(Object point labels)
═══

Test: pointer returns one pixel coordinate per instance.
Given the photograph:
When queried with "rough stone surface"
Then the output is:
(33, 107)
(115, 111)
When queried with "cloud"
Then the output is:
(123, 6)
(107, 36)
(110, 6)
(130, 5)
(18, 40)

═══

Given exercise: Reproduce these items verbatim.

Exercise result:
Test: pointer returns one pixel coordinate per instance.
Given the photograph:
When queried with "rough stone surface"
Then the output is:
(33, 107)
(115, 111)
When queried with "cloud"
Then the output is:
(123, 6)
(107, 36)
(110, 6)
(130, 5)
(18, 40)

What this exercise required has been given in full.